Entries from a data source
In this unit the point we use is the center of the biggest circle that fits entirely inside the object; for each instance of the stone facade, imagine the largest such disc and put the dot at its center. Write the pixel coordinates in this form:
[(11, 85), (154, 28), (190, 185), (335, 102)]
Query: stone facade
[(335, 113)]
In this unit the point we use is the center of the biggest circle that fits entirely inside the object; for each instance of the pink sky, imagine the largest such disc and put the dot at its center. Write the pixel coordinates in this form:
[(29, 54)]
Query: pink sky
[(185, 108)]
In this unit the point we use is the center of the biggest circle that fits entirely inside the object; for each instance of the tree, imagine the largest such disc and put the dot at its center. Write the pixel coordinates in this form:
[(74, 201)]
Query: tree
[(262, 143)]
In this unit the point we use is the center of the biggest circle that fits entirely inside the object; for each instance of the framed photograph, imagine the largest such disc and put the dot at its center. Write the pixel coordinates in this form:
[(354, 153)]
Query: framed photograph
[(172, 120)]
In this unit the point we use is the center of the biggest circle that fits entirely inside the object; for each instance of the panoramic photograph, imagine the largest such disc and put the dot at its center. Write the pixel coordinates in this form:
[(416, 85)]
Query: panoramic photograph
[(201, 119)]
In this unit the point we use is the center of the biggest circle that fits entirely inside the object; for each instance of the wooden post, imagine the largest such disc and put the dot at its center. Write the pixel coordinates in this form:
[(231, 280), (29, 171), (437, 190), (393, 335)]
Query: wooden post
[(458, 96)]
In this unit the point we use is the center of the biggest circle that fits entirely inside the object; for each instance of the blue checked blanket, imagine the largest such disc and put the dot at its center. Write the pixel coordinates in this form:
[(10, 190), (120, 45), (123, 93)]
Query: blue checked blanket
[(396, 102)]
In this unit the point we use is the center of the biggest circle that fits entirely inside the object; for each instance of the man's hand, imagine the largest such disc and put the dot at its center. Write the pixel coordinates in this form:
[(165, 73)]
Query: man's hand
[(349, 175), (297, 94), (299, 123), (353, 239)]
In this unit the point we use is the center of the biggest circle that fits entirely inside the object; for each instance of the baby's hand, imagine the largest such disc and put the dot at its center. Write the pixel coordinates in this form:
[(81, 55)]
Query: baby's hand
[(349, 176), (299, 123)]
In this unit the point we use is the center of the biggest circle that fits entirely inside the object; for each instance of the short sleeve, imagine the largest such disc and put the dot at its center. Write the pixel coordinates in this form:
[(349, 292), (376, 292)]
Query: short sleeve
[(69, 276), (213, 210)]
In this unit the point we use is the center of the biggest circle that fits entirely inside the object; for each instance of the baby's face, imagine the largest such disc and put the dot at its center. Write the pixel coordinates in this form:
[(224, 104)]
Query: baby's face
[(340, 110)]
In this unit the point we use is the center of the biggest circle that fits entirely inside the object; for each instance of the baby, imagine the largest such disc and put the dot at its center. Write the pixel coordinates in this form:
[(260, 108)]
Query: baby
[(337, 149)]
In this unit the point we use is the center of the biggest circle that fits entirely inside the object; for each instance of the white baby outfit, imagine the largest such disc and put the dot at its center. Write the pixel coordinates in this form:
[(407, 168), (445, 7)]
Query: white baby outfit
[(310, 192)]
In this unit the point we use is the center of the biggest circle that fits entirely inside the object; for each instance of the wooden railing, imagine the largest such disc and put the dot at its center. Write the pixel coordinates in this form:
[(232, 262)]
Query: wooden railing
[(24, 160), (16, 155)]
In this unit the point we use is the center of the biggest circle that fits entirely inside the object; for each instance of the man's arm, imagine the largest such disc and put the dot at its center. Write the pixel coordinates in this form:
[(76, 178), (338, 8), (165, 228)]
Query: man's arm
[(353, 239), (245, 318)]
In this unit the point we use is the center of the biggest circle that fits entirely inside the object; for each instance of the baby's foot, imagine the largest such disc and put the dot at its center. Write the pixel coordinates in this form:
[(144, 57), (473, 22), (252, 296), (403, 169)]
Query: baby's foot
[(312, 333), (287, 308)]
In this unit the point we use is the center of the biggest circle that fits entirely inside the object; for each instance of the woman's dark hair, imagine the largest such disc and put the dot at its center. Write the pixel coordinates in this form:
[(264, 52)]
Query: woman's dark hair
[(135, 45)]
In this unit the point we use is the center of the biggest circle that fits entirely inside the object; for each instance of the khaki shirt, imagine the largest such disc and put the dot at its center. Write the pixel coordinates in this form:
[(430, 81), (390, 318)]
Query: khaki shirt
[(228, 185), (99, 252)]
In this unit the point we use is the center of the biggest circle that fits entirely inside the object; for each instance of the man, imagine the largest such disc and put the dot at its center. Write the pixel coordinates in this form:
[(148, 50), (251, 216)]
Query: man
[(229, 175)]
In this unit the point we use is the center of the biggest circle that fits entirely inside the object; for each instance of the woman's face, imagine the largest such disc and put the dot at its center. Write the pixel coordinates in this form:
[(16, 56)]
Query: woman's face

=== Task requirements ===
Rewrite the stretch from the start of the entries through the line containing "[(262, 143)]" as a JSON list of strings, one string per line, with blank lines omitted.

=== Expected output ===
[
  "In this unit the point we use is the center of the biggest circle that fits entirely inside the object; for each instance of the stone facade, imagine the largest such disc and put the dot at its center. Write the pixel coordinates in this form:",
  "[(11, 85), (154, 28), (190, 185), (335, 102)]",
  "Query: stone facade",
  "[(335, 113)]",
  "In this unit the point we use is the center of the biggest circle that fits entirely inside the object; for each instance of the pink sky, imagine the largest such disc and put the dot at its center. Write the pixel coordinates in this form:",
  "[(29, 54)]",
  "Query: pink sky",
  "[(185, 108)]",
  "In this unit the point we use is the center of the biggest circle that fits entirely inside the object; for each instance of the tree, imagine the largest such disc and put the dot at its center. Write the pixel coordinates in this form:",
  "[(74, 201)]",
  "Query: tree",
  "[(262, 143)]"
]